Without the images, print every line of the material below exactly as given.

-------- MATERIAL TO PROCESS

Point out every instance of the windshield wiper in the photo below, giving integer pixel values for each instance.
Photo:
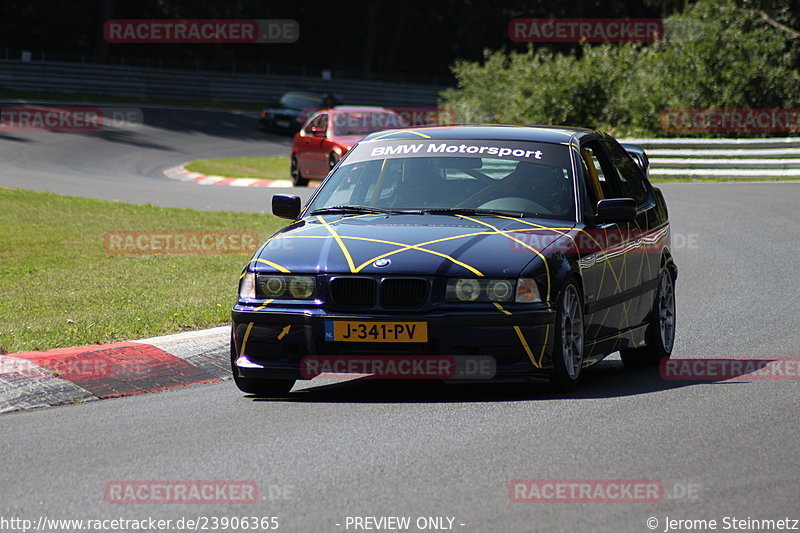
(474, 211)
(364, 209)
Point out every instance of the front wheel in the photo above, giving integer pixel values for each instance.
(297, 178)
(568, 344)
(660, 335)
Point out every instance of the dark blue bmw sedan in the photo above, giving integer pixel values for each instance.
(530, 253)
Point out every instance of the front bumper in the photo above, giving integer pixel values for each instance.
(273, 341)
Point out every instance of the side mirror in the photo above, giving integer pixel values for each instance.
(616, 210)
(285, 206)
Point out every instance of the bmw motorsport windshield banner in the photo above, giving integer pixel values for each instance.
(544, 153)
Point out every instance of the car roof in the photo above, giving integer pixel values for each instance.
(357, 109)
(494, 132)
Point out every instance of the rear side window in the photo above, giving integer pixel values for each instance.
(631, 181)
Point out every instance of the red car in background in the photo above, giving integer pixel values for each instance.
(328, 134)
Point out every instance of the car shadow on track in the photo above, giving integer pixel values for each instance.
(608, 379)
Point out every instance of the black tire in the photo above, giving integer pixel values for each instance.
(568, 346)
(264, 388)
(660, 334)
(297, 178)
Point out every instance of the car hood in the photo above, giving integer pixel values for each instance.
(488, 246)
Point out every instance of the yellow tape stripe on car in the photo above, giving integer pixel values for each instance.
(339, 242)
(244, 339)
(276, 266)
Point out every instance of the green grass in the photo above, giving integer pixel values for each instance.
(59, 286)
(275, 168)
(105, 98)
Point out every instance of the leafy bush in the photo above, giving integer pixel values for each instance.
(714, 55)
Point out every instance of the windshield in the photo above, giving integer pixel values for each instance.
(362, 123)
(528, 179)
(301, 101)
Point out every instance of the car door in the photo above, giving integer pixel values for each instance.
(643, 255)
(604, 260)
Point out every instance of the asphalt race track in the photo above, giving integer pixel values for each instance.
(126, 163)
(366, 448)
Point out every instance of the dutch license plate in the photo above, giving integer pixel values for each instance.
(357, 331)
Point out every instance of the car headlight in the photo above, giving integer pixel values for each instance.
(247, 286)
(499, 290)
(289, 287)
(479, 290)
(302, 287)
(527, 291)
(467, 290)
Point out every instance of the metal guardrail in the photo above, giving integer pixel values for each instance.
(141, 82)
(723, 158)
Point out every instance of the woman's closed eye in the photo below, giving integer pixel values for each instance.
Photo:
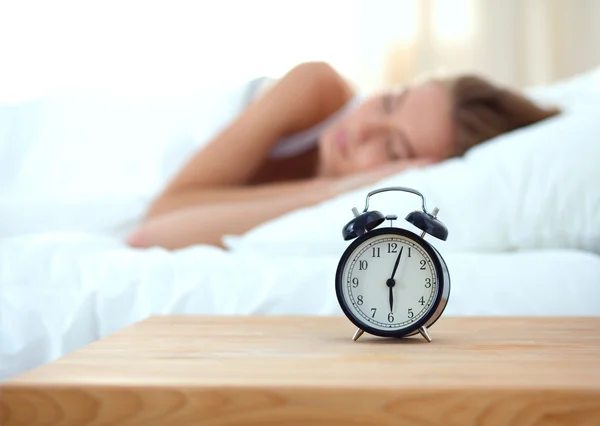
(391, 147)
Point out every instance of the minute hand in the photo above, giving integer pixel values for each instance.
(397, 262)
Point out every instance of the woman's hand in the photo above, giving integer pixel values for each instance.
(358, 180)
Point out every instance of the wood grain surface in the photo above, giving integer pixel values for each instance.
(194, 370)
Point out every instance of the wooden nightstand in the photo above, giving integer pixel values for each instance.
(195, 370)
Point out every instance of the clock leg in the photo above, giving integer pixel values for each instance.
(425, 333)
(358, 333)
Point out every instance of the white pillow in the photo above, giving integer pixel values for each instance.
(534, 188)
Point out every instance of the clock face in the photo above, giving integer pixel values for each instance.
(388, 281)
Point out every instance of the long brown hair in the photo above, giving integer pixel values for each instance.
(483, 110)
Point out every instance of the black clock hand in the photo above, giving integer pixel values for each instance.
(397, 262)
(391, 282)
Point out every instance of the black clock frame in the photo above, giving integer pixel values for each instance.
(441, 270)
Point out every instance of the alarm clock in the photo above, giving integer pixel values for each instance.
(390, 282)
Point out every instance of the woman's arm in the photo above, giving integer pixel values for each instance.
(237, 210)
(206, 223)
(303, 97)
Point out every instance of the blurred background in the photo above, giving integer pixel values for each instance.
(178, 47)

----------------

*REPLY TO THE TASK*
Point out every instance of the windshield wiper in the photo below, giving integer pixel values for each instance.
Photo:
(474, 211)
(364, 209)
Point out every instance of the front wheel in the photo above, giving integer pixel values for each instance.
(297, 178)
(568, 344)
(660, 335)
Point out every instance of the dark blue bmw sedan in the photo above, giving integer pixel values for each instance.
(530, 253)
Point out every instance of the front bumper in the photo above, giving integer pixel values for each instance.
(273, 341)
Point out every instance of the side mirror in the photo above, giving integer pixel values for each instance.
(616, 210)
(285, 206)
Point out every instance of the bmw motorsport windshield banner in the photo above, giving integer pixel values for each instance.
(544, 153)
Point out every instance of the car roof in the photo above, giving integer pixel values for each instance.
(357, 109)
(494, 132)
Point out every instance of the rear side window in the photo above, giving integer pixel values for each instance.
(631, 181)
Point out every instance of the red car in background in the photo above, giving integer pixel values for each instance.
(328, 134)
Point out every instance of the car shadow on track in the photo above, giving integer pixel values for each instance.
(608, 379)
Point out every instance of the black tire in the photo above, giving integer pixel values for each instance.
(568, 346)
(264, 388)
(660, 334)
(297, 178)
Point out every instance of the car hood in the photo above, giving integer pixel values for each instance.
(488, 246)
Point out every instance of the yellow tape stripe on car in the photo above, giving integer pixel values for each instance.
(339, 242)
(244, 339)
(276, 266)
Point out every instance of the green grass in the photo above, giving integer pixel values for each instance.
(59, 286)
(275, 168)
(105, 98)
Point out every instance of the leafy bush in the photo above, giving integer pixel values for each instance.
(714, 55)
Point out every instance of the windshield in the photo above, giving integer pixel values for each instance.
(362, 123)
(528, 179)
(301, 101)
Point out every instance of the car door in the photo above, giving integer pixel values for each instance.
(643, 255)
(604, 260)
Point out every instance of the asphalt race track in the photo above, giving integer pixel values for each instance.
(126, 163)
(366, 448)
Point out every instance of the dutch license plate in the photo above, giving integer pixel values for each instance.
(357, 331)
Point out every instance of the car headlight in the photo above, giving integer pixel values for each instance.
(247, 286)
(499, 290)
(289, 287)
(479, 290)
(302, 287)
(527, 291)
(467, 290)
Point out every instance of the metal guardrail in the photo above, giving integer pixel values for each instance.
(141, 82)
(723, 158)
Point out every instance of the woman's closed eye in the photo below, giving integer pixel values for each instance.
Photo:
(391, 147)
Point out every instance of the minute hand in the photo above, giving integer pixel values for each instance.
(397, 262)
Point out every instance of the woman's hand in the photo above, giving integer pixel values for each instance.
(358, 180)
Point out every instance of the wood grain surface in the photo above, giving integer pixel values for each instance.
(194, 370)
Point out every instance of the wooden nightstand in the photo above, giving integer pixel values for each instance.
(195, 370)
Point out every instance of the clock leg in the photo above, giving integer pixel values for each instance.
(425, 333)
(358, 333)
Point out every instance of the white pillow in the photo above, giving integer pixel values for each instance.
(534, 188)
Point out every instance of the clock face in the photo above, giving integer pixel values for each instance.
(388, 281)
Point out every instance of the long brown hair in the photo above, giving integer pixel values for each instance.
(483, 110)
Point out every instance of the black clock hand in the photo above, giving integer pixel values for each instance.
(397, 262)
(391, 282)
Point out every instance of the black clock frame in the photo above, giving integer pixel values for each instance.
(441, 270)
Point out every instance of the alarm clock in the photo above, giving integer pixel values for each instance.
(390, 282)
Point out every instance of the woman's arm in the photo above, giving integer pixel values for each instance.
(237, 210)
(206, 223)
(303, 97)
Point out every instance of the blurred background in the photo above, giving integer pixel values for each instance.
(178, 47)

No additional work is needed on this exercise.